TASK PROMPT:
Retype every one of the records below exactly as they appear, but omit the pictures.

Pointing entries for named objects:

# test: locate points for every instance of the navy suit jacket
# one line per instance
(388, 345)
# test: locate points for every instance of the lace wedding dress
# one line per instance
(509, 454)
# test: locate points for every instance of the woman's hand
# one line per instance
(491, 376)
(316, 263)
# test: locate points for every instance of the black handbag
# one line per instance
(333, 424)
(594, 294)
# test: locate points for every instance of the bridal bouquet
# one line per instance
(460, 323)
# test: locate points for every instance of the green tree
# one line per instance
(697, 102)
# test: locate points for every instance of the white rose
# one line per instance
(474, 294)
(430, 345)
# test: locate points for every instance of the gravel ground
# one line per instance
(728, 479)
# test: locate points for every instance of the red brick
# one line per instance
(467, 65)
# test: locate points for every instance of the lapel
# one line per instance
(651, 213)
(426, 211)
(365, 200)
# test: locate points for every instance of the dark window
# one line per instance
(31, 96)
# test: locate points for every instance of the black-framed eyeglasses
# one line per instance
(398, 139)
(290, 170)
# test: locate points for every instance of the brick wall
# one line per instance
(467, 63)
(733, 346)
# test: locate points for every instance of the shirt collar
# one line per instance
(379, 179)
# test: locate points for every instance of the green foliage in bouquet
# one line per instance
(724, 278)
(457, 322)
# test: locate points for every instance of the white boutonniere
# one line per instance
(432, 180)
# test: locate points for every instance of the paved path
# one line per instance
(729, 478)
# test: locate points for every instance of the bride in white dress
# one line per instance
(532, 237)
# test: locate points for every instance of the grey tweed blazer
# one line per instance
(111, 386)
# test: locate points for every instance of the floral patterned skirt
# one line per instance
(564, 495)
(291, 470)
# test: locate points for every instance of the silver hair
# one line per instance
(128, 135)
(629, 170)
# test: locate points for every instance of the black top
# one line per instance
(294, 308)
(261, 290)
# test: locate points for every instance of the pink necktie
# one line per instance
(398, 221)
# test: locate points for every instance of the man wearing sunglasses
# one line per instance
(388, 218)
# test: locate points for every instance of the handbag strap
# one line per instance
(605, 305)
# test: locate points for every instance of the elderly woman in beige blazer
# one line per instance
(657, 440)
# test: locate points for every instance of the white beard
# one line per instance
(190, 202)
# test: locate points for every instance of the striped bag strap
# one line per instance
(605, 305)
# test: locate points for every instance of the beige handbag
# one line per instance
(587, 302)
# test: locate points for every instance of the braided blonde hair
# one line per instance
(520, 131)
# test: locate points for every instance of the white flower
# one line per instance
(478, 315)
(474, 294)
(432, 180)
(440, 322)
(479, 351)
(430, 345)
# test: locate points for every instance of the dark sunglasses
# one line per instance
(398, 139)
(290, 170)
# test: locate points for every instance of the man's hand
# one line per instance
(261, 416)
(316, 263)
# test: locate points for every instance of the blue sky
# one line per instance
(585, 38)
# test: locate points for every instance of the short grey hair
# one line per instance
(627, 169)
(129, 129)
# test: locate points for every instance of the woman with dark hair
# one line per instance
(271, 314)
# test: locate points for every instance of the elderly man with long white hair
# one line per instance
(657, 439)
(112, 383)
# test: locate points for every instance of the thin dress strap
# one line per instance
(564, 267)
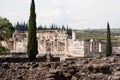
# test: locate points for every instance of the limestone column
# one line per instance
(44, 46)
(57, 46)
(14, 46)
(65, 45)
(51, 47)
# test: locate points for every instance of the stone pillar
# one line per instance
(51, 46)
(57, 46)
(73, 35)
(66, 46)
(100, 47)
(14, 46)
(44, 46)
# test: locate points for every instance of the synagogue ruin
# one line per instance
(57, 43)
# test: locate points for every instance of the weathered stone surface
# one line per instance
(93, 69)
(5, 65)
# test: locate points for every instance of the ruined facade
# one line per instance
(55, 42)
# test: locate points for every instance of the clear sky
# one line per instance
(79, 14)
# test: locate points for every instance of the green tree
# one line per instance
(32, 47)
(108, 42)
(6, 31)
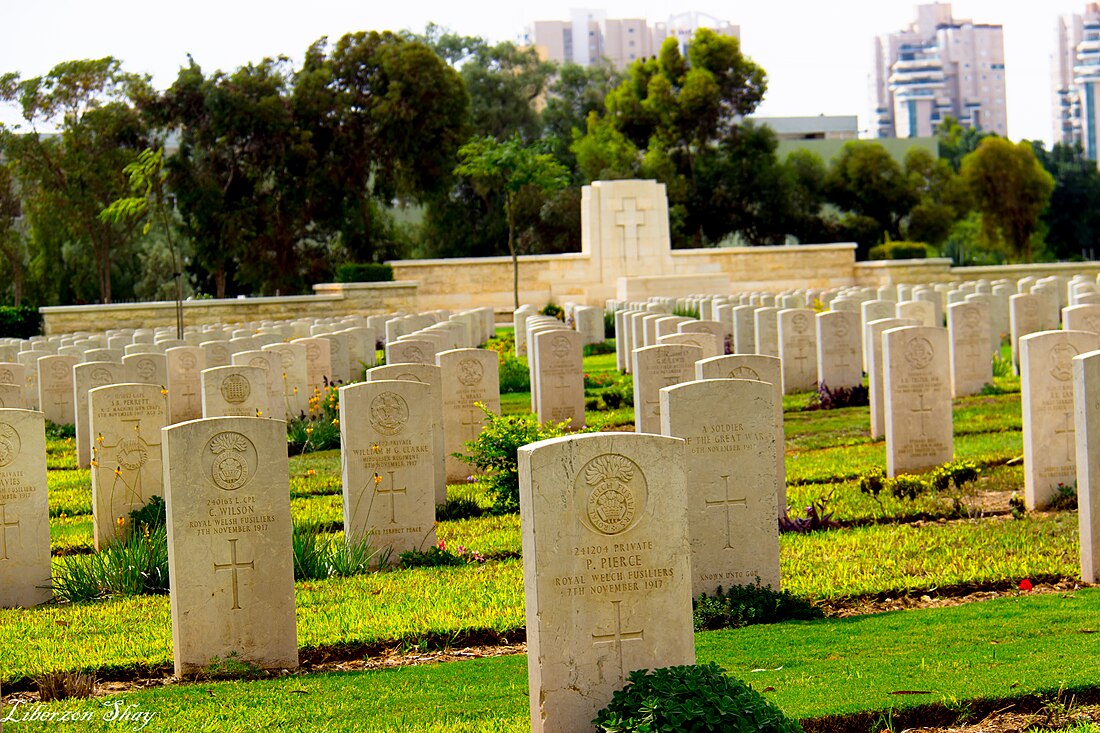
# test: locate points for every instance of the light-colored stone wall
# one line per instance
(330, 301)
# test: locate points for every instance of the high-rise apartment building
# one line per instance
(589, 35)
(1076, 72)
(939, 66)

REPLY TO THE EXERCISE:
# test: locate points for every instance of the navy suit jacket
# one line per instance
(388, 345)
# test: locate points for every instance of the lace wedding dress
# one line per instance
(509, 454)
# test: locate points for every instance of the woman's hand
# one line per instance
(491, 376)
(316, 263)
# test: locate points for every instance of the black handbag
# one line per instance
(333, 424)
(594, 294)
# test: locate points for every instance of the bridal bouquet
# one line per instance
(460, 323)
# test: locate points for every instance of the green tree
# one line per instance
(697, 102)
# test: locate points for every instance of the white rose
# one line per instance
(474, 294)
(430, 345)
# test: locate points for every instance of the gravel ground
# one line per instance
(728, 479)
# test: locate points for every instance of the red brick
# one line per instance
(467, 65)
# test: locate points for every instance of the lapel
# one line per instance
(651, 213)
(426, 211)
(365, 200)
# test: locate points for every instance of the dark window
# one line per instance
(31, 96)
# test: locate points for every instance of the black-framed eyeglasses
# one line per instance
(398, 139)
(290, 170)
# test: locate points for every instance of the brick wall
# one line per instance
(467, 63)
(733, 346)
# test: locate points for every instance of the shirt collar
# one line per instance
(379, 179)
# test: locate points for every instance of the green foliage in bouquet
# one line per instance
(724, 278)
(457, 322)
# test: locate points for every instance of the white boutonniere
# one line per instance
(432, 180)
# test: locate points for every instance of the paved path
# one line per instance
(729, 478)
# test: locate points for every instance of the bride in white dress
# one line per instance
(532, 237)
# test: locate points for every instance of the grey tweed blazer
# one line per instance
(111, 386)
# test: locate points for every instance of the floral patterned skirt
# one line per instance
(564, 495)
(291, 470)
# test: locate points for every instance of the silver hair
# one line per instance
(128, 135)
(629, 170)
# test: locate points for every instance of the black top
# one line per instance
(294, 308)
(261, 290)
# test: locate points for every instance of the pink necktie
# one line per instance
(398, 221)
# test: locate points for every instance of the man wearing sunglasses
# one line per instance
(388, 218)
# test: locate points for every instance of the handbag strap
# one line per instance
(605, 305)
# test: locate points for every instance of the elderly woman in beige blazer
# one line per instance
(657, 440)
# test: locate points for every instance of the white beard
# one line per instance
(190, 202)
# test: locate points for every instance of the striped bag strap
# one line per instance
(605, 305)
# test: locate points for every instance of the beige handbag
# one line per instance
(587, 302)
# test: locate points for every instance of the braided blonde hair
# one line per instance
(520, 131)
# test: locate points for every instance of the white flower
# one line per instance
(478, 315)
(474, 294)
(432, 180)
(440, 322)
(479, 351)
(430, 345)
# test: locate points for every instance of the dark sunglasses
# one line per instance
(398, 139)
(290, 170)
# test: locate points for every instance of the man's hand
# one line per instance
(261, 416)
(316, 263)
# test: locate points for every instance of the blue sky
# one line per instance
(585, 38)
# test: locate points for every instance of the short grey hair
# one line per instance
(627, 169)
(129, 129)
# test: locate points for every instance of the woman with dark hair
# one line per instance
(271, 314)
# test: locate points for every instance of the elderly man with long white hair
# one line per instance
(657, 439)
(112, 383)
# test: locate points for every instance of the thin dress strap
# one line per instance
(564, 267)
# test: locate points for every instance of the limestone column
# one line per instance
(44, 46)
(57, 46)
(14, 46)
(65, 45)
(51, 47)
# test: locate points for every instance of the stone pillar
# one line per instance
(51, 46)
(57, 46)
(73, 35)
(66, 46)
(100, 47)
(14, 46)
(44, 46)
# test: locate points for every instance of the synagogue ruin
# one line per instance
(57, 43)
# test: locate points for every instance of the weathered stone surface
# one line per instance
(93, 69)
(5, 65)
# test: locate points for every instance of the ruined facade
# one line per instance
(55, 42)
# test: locate points for every instance of the clear sky
# one line per instance
(79, 14)
# test: locate points for every instance of the green tree
# one line per instance
(32, 47)
(108, 42)
(6, 31)
# test: locate points for every instance of the light-colored stone wall
# one line per instance
(330, 301)
# test: locate points for every instance of the high-rise apartment building
# one line per instance
(589, 35)
(1076, 72)
(939, 66)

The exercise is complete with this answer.